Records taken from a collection
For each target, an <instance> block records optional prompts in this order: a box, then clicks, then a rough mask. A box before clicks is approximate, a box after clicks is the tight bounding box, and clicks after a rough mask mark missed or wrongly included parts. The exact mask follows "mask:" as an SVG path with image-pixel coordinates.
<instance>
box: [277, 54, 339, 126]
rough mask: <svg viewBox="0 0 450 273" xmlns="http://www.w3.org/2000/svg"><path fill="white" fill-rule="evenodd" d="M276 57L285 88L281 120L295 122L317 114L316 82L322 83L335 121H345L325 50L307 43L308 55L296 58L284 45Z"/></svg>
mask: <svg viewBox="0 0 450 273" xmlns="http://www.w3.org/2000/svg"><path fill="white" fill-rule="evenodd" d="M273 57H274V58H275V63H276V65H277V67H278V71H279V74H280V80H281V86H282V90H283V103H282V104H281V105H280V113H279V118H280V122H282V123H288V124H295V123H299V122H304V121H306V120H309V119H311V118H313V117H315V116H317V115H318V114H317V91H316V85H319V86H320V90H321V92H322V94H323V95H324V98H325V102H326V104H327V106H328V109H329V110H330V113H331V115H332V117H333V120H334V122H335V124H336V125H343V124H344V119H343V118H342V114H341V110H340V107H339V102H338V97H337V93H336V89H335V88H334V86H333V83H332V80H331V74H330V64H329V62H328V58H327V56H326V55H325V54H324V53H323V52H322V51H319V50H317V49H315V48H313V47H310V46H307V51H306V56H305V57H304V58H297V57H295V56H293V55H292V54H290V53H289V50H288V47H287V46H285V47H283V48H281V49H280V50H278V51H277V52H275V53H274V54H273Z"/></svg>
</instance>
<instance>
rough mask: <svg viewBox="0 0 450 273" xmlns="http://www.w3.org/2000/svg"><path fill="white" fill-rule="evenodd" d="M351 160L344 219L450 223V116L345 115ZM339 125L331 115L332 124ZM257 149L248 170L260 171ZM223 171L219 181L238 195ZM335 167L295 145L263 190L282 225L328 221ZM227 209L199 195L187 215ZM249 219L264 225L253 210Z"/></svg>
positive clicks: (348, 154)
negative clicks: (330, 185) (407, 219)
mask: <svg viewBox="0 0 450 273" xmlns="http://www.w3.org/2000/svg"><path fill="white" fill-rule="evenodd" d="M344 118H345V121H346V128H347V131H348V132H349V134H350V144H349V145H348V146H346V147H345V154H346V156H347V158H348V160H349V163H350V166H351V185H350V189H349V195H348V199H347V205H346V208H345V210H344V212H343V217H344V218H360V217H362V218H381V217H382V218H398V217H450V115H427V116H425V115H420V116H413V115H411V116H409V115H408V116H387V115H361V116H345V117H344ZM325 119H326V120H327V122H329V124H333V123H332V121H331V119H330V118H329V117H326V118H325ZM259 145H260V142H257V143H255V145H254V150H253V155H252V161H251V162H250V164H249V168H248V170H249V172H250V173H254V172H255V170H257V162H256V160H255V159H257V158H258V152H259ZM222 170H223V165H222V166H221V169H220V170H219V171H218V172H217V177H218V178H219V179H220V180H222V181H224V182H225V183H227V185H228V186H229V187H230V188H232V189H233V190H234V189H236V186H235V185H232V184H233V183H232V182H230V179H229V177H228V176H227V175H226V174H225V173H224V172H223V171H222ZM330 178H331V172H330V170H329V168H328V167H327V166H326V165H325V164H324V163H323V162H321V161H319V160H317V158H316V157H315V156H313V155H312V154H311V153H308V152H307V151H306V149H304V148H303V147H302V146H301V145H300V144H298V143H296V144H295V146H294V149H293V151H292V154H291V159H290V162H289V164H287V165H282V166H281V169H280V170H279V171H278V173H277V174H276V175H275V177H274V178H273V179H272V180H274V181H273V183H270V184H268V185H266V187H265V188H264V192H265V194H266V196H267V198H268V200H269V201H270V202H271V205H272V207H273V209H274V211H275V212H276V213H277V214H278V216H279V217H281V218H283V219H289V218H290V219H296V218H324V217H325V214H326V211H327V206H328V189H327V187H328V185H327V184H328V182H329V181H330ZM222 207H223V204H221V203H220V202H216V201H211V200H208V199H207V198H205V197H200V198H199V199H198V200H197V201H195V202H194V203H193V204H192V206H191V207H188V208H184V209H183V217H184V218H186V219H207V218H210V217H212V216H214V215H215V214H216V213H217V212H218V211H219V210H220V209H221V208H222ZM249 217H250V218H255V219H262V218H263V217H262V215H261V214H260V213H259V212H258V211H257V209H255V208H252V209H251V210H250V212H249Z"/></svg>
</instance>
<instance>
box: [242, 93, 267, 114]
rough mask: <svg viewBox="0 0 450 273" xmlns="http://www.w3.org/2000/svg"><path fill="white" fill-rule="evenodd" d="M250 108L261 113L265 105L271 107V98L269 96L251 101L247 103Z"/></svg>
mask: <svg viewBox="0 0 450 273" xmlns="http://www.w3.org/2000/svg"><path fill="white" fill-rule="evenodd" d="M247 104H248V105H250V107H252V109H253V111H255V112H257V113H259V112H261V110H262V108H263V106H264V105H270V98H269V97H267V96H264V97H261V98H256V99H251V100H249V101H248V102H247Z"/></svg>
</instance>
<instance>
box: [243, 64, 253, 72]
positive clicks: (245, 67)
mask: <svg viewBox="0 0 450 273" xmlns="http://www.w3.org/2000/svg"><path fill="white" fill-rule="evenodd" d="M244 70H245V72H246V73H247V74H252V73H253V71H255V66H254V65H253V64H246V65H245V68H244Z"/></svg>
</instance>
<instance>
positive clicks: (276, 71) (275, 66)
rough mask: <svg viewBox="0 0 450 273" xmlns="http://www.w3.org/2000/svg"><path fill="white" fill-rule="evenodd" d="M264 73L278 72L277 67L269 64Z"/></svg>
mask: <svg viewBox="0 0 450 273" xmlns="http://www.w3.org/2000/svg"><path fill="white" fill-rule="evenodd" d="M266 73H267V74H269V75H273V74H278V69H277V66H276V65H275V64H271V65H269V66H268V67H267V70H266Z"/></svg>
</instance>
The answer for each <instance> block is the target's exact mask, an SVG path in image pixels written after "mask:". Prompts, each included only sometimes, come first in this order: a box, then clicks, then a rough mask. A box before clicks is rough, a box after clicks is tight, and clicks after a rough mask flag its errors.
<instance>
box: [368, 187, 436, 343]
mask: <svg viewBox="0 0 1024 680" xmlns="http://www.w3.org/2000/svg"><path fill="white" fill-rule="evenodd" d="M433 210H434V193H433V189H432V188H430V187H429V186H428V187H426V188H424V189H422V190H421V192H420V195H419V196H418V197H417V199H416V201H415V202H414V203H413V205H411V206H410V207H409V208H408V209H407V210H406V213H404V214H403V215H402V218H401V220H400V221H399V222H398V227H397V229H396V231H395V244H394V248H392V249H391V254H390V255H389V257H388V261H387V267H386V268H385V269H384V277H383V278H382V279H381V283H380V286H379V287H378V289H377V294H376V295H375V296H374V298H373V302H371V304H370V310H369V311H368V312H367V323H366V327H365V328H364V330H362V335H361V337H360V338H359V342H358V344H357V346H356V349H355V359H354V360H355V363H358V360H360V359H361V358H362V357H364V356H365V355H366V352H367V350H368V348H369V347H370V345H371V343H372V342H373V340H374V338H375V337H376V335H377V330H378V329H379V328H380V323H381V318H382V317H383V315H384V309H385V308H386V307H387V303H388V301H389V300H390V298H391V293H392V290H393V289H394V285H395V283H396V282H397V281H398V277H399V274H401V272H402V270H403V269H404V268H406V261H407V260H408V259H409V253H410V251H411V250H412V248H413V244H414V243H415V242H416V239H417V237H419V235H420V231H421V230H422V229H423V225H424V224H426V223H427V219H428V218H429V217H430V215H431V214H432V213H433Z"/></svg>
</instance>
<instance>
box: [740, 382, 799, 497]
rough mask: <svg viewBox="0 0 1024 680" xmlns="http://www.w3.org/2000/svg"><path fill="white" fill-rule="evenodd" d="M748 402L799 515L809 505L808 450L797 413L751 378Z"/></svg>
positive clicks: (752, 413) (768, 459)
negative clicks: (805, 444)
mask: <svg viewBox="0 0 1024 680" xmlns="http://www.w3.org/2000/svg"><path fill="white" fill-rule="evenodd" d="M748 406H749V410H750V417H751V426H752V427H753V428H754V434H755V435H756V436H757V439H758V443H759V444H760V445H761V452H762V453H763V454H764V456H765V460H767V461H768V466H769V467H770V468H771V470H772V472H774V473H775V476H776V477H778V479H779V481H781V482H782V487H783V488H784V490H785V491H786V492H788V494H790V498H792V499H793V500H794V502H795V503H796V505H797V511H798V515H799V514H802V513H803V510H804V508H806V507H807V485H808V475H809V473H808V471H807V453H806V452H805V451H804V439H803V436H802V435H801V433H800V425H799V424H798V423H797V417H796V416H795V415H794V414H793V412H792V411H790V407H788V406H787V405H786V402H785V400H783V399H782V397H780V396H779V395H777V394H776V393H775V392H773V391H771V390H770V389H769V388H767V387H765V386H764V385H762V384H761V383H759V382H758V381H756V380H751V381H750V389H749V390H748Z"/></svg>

__Directions__:
From the entries above, pull out each line that contains the word "then" and copy it.

__Task answer__:
For each target, an <instance> block records optional prompts in this order: a box, then clicks, then a rough mask. A box before clicks is approximate, a box after clicks is the tight bounding box, and clicks after a rough mask mark missed or wrongly included parts. The exact mask follows "mask:" as an SVG path with image-pixel coordinates.
The answer for each <instance> block is the target's exact mask, an SVG path in image pixels written after "mask:". Prompts, each included only sometimes, come first in this order: a box, then clicks, then a rough mask. A box before clicks is rough, a box after clicks is tight, and clicks after a rough mask flag its errors.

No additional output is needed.